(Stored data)
_ _ _ _ _
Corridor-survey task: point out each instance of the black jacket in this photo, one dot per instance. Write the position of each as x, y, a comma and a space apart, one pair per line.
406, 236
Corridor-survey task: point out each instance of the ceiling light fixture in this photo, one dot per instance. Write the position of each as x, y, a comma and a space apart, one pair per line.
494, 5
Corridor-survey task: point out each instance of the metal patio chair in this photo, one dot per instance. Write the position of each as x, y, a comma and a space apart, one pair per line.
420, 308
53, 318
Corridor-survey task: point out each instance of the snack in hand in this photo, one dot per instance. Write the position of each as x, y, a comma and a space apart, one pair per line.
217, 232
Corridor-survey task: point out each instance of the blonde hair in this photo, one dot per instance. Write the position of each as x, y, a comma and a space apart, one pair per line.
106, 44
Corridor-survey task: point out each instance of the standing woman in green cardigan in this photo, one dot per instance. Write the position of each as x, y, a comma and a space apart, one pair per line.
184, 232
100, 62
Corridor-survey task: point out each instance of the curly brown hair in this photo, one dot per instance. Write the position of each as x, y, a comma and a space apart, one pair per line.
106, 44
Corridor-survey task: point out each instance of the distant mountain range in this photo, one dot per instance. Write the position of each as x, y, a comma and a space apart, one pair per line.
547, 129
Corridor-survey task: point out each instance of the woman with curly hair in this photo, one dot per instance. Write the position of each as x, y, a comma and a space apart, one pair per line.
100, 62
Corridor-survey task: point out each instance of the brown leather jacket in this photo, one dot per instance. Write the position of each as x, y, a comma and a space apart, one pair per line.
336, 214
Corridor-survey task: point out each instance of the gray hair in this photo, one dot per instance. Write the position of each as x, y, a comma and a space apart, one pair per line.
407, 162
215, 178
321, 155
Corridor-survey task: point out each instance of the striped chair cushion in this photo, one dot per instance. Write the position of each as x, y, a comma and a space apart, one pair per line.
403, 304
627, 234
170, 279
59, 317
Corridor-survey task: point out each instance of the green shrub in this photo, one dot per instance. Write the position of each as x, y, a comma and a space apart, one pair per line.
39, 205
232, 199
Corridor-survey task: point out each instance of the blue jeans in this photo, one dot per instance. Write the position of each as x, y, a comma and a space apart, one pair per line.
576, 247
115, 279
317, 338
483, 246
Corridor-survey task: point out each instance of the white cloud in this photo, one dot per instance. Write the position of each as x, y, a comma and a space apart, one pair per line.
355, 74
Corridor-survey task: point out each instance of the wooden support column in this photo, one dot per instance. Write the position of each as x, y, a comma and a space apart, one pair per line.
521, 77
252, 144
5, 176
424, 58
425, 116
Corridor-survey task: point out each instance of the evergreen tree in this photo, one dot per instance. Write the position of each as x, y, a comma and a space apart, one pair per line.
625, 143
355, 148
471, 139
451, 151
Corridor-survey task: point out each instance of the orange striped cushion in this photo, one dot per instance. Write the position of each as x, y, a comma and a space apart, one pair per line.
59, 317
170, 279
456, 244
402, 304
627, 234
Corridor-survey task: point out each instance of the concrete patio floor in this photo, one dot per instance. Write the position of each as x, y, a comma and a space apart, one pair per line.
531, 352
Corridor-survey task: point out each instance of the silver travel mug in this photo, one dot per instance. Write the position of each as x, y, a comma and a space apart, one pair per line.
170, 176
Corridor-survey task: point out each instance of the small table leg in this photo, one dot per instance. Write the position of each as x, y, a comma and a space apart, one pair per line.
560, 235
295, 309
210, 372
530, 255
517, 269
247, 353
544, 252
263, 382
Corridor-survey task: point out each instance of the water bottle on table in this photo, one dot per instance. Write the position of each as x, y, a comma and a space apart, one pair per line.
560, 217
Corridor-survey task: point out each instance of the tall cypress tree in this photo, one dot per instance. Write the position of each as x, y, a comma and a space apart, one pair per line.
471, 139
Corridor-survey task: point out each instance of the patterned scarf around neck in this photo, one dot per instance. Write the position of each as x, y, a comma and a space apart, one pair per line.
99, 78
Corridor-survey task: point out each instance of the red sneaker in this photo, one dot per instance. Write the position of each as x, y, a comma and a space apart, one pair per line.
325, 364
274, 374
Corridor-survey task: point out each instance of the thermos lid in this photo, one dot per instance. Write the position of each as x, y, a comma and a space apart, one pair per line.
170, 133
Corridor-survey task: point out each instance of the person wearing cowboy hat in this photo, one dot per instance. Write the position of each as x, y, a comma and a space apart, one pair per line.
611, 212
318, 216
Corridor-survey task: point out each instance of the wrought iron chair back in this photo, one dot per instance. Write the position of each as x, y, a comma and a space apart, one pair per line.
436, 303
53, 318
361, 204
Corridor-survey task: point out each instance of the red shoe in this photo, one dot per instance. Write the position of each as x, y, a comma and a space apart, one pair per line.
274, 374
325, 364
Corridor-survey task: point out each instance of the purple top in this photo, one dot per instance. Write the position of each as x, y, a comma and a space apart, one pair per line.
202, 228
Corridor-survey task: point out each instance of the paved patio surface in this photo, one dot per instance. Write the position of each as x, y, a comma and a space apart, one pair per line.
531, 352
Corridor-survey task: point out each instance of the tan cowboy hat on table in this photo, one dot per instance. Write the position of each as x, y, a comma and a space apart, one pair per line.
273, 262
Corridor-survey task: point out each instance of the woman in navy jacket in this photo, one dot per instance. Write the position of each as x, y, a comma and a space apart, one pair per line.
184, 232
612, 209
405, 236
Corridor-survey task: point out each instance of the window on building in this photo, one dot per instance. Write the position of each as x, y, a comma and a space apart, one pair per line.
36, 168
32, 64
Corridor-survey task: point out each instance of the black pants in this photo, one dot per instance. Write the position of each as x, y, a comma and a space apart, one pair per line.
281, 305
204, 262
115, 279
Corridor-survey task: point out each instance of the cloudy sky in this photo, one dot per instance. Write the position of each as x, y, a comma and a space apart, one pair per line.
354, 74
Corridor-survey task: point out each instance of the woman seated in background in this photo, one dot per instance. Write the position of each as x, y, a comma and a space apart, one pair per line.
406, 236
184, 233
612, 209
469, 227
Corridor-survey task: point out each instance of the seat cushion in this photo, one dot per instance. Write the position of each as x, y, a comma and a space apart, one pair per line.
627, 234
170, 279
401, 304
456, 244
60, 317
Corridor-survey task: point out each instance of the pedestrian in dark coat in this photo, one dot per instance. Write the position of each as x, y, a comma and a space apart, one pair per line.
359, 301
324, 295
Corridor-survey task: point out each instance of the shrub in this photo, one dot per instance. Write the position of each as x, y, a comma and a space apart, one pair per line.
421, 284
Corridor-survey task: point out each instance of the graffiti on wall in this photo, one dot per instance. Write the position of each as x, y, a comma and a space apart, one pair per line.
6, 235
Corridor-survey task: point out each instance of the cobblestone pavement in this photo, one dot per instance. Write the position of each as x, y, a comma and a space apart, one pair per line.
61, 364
_ _ _ _ _
[Your objective] Each line in the data is to be written out precisely.

[Completed task]
Corridor-survey task: point out each instance of the black jacket in this photo, one dot per instance. Write the position of each as x, y, a comma and a space apart, one pair per line.
406, 236
Corridor-survey task: point out each instance of the ceiling light fixture in this photo, one dot per instance. Write the position of each as x, y, a comma and a space apart, one pair per line.
494, 5
Corridor-survey task: point out each instance of the metal patio chair in this photo, one dot per instance. Write the position of each as x, y, a comma and a space apart, one pair per line.
420, 308
53, 318
Corridor-survey task: point out each instance of the snack in hand in this photo, one dot per instance. Write the position of each as x, y, a comma and a space apart, one pair per line.
217, 232
Corridor-survey task: point out each instance of the blonde hair in this photo, one dot per instance. Write the position of each as x, y, a comma and a space apart, one pair per line.
106, 44
Corridor-survey task: point out each instance of the standing woman in green cardigan in this photo, one dot per instance. Write the position of each as x, y, a comma and a space apart, one pair per line.
184, 232
100, 62
Corridor-survey task: point out each instance of the curly brown hair in this photo, one dot per instance. Write the position of each as x, y, a comma and a space apart, one pair per line.
106, 44
Corridor-survey task: point out each instance of the distant mountain range in this photo, one dot per instance. Write the position of each as x, y, a comma and a space apart, one pair per line.
547, 129
Corridor-survey task: point out each instance of the woman with curly hair in this photo, one dot per instance. Write the position of each as x, y, a comma and a space apart, one pair per line.
100, 62
Corridor-survey task: point out each instance of the brown leather jacket in this photo, one dot per instance. Write the position of each as x, y, a comma and a space apart, one pair per line.
336, 214
Corridor-survey task: point out each instance of the gray hair in this photo, one dot per instance. Write the position of each as x, y, a comma and a space apart, one pair per line.
407, 162
215, 178
321, 155
Corridor-survey task: point out each instance of the striped chair cushion in this photo, one dot per instance. Write the position of each as x, y, a comma and a space apart, one pair per line.
403, 304
627, 234
170, 279
59, 317
Corridor-survey task: point out each instance of the green shrub in this photo, one dot per instance. Write the position of each as x, y, a comma and a space apart, one pair per line.
39, 205
232, 199
Corridor-survey task: point out each instance of the blue jeans in this photo, one dot per instance. Write the position of each as x, y, a comma and a space apart, one pair per line.
576, 247
115, 279
317, 338
483, 246
Corridor-survey task: point out each instance of the white cloud in this photo, one dot per instance. Write the position of each as x, y, a comma and a space apart, one pair per line.
355, 74
Corridor-survey task: point out each instance of the wooden support column in this photo, one dot per instance. Write the position of each as x, y, a comma and a space apart, one pair per line.
521, 77
252, 144
5, 176
424, 58
425, 116
Corridor-survey task: point out each instance of the evergreen tree in this photo, one dot per instance. Write the position of each as x, y, a comma and a space apart, one pair per line.
625, 143
355, 148
471, 139
451, 151
Corridor-survey task: point out each instance of the orange striped cushion in this photo, one dot per instance. Write the position of each as x, y, a comma and a space apart, one pair per line.
59, 317
170, 279
456, 244
402, 304
627, 234
Corridor-survey task: point out each instance of the concrete patio floor in this photo, one dot per instance. Write the position of each as x, y, a comma and a space apart, one pair per line.
531, 352
Corridor-survey task: point out each instance of the silver travel mug in this photo, one dot per instance. Write the position of each as x, y, a comma and a space apart, one pair per line.
170, 176
Corridor-survey task: point out each instance of the small table leg in this photo, one dot per instance. Write the position of each as x, y, a comma and a space apart, one pair per line.
560, 235
295, 309
210, 372
530, 255
517, 269
247, 353
544, 252
263, 382
Corridor-survey task: point out each instance of the water bottle on table in this photo, one dot per instance. Write the position of each as x, y, a comma and a space apart, one pair per line.
560, 217
Corridor-survey task: point out each instance of the tall cypress tree in this photo, one dot per instance. Write the position of each as x, y, a comma and a space apart, one pair per line.
471, 139
Corridor-survey task: point out each instance of the patterned scarf around neck in this photo, one dot per instance. Write the position of each as x, y, a comma and a space apart, one pair per line.
99, 78
Corridor-survey task: point out each instance of the red sneaker in this photo, one dot per instance. Write the position of each as x, y, a comma and a space apart, one pair per line.
325, 364
274, 374
Corridor-survey task: point out each instance of the thermos lid in this photo, one dot per instance. Write the position of each as x, y, a comma and a space apart, one pair per line.
170, 133
Corridor-survey task: point out each instance of the person wearing cowboy hat in this photo, one dot per instance. Write the position of each as x, y, a comma and a space apart, one pair per line.
611, 212
318, 216
Corridor-survey task: point out each instance of the wrought iron chair back in this photo, one dot per instance. Write the position of each as x, y, a comma and a space apart, one pair per line.
436, 303
53, 318
361, 204
Corridor-survey task: point out each instance of the red shoe in this photo, one dot per instance. Write the position of each as x, y, a comma and a space apart, one pair per line.
274, 374
325, 364
Corridor-survey task: point out each instance of the purple top in this photo, one dot per instance. Write the position of each as x, y, a comma and a space apart, one pair per line.
202, 228
Corridor-survey task: point out each instance of the paved patio surface in this photo, one dot per instance. Write the position of each as x, y, a comma and a space apart, one pair per line.
531, 352
Corridor-survey task: point out each instance of the tan cowboy hat on table in this photo, one dot per instance. Write the position of each as x, y, a comma and a space apart, one pair per line.
273, 262
Corridor-survey task: point out each instance of the woman in navy jacket in this photo, one dot per instance. Write the position of each as x, y, a comma and a space apart, one pair per line.
184, 232
612, 209
405, 236
Corridor-survey task: point out each instance of the window on building in this photo, one dot per instance. Write the position of each as x, y, a comma and a space apart, one pair per line.
36, 168
32, 64
Corridor-survey task: point out each instance of the black pants in this photo, one dot per instance. Write the position of each as x, y, a comma and a space apart, one pair per line.
281, 305
204, 262
115, 279
Corridor-survey task: point out each instance of the cloudy sky in this photo, one dot per instance. Write the position of each as x, y, a comma and a space apart, one pair per line.
354, 74
Corridor-survey task: point out each instance of the woman seated in background in this photo, one dot per instance. Write the position of each as x, y, a comma and a space apart, one pair per line.
406, 236
184, 233
612, 209
469, 227
Corridor-survey task: point out each instance of the seat cushion in this photo, one dot per instance. Write the position of each as x, y, a comma and a space apart, one pair per line.
627, 234
170, 279
401, 304
456, 244
60, 317
Corridor-survey task: point out each instance of the pedestrian in dark coat in this photo, one dot per instance. Write the position of each as x, y, a comma and a space apart, one pair per line.
359, 301
324, 295
Corridor-survey task: point out each instance of the shrub in this photo, one dot per instance. Write the position of each as x, y, a comma and a space apart, one pair per line.
421, 284
Corridor-survey task: point out each instance of the graffiti on wall in this photo, one dot per instance. Write the position of each as x, y, a comma and a space apart, one pair per line.
6, 235
Corridor-survey task: point out each instance of the cobblestone pavement in this photo, one dot per instance. Write the position of each as x, y, a comma and a space apart, one pair per line.
61, 364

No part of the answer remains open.